**TASK INSTRUCTIONS**. Reproduce every line of the listing below without any change, but leave out the pictures.

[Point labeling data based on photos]
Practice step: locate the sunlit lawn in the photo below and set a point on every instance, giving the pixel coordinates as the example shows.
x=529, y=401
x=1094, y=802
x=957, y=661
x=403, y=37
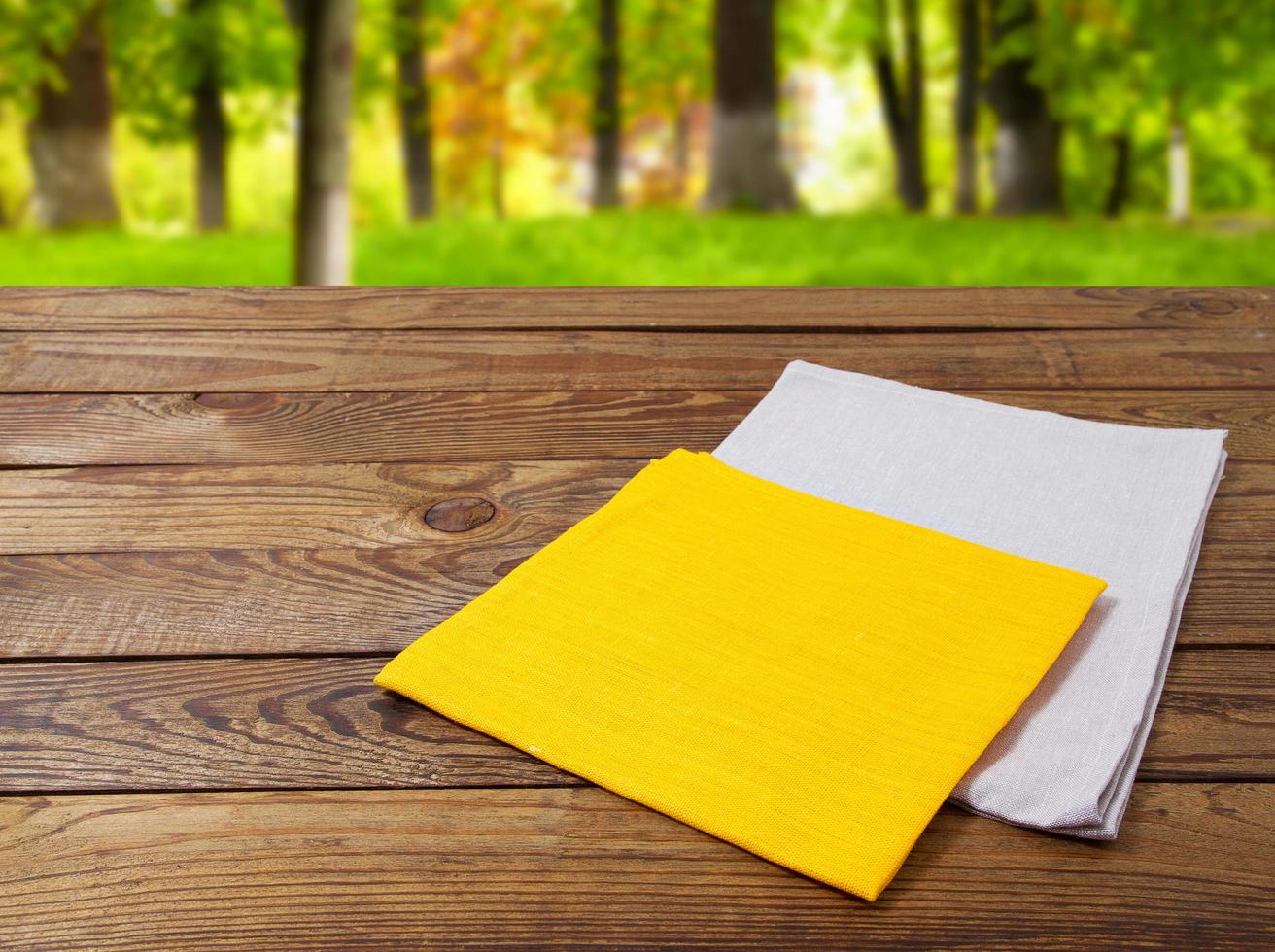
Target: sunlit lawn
x=673, y=248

**WRITTEN SOLUTION**.
Practice step: locate the sunlit lawn in the photo below and set a point on every instance, giving the pixel coordinates as the example shows.
x=529, y=401
x=1094, y=802
x=957, y=661
x=403, y=37
Target: sunlit lawn
x=673, y=248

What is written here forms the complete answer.